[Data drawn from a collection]
┌────────

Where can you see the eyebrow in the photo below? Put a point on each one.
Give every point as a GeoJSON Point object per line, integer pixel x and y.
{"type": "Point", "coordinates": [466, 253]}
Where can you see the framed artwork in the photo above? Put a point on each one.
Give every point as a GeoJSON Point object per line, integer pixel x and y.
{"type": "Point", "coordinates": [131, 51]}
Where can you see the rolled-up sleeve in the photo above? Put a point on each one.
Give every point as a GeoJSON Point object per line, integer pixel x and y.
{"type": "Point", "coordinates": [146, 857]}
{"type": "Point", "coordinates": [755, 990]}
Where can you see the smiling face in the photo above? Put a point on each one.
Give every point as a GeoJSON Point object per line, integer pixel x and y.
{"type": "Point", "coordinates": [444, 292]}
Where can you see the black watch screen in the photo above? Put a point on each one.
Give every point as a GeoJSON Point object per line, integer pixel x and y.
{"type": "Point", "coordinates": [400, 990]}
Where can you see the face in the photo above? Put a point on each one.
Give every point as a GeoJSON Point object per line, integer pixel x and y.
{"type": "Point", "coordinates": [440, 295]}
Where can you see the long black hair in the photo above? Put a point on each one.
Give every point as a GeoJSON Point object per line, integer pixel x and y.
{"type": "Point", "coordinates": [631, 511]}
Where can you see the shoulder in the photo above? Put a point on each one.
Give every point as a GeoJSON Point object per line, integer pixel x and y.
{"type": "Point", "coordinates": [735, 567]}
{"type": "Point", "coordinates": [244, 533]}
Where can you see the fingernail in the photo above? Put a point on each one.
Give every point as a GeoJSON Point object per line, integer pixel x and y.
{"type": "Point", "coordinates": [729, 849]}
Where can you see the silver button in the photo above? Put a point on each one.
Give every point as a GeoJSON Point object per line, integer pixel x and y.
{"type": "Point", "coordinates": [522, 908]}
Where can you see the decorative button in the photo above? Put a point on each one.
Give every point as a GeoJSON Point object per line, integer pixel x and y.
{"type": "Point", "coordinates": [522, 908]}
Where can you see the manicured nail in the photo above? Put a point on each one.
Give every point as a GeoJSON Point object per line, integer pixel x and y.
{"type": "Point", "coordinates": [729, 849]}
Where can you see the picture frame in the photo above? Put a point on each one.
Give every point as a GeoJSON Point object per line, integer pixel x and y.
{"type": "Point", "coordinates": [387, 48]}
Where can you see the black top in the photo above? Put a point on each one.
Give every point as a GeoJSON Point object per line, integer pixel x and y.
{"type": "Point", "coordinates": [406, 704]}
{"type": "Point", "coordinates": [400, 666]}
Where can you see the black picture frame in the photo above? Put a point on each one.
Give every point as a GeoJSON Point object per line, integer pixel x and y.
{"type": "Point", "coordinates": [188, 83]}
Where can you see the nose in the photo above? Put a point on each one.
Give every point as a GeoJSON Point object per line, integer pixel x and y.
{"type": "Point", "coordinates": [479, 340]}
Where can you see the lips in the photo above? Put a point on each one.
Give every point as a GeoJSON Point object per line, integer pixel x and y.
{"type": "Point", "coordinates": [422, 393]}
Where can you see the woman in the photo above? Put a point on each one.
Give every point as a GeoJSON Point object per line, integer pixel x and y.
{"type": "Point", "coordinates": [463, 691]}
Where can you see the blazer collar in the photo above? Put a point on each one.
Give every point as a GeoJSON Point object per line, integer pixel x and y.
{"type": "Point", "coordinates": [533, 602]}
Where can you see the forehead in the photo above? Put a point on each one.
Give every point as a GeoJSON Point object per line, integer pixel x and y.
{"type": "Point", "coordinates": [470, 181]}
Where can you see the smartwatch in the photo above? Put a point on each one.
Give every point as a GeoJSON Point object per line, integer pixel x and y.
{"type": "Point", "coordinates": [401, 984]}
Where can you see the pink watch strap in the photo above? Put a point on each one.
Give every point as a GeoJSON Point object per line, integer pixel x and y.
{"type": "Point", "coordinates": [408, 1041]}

└────────

▶ _Do this_
Output every line from the one containing "Where can you see the pink" through the end of the entries as a numbered list, skipping any blank lines.

▶ _The solution_
1. Where can you see the pink watch strap in the photo above? Put a point on each one.
2. Give every point as a GeoJSON Point object per line, integer pixel x and y.
3. {"type": "Point", "coordinates": [408, 1041]}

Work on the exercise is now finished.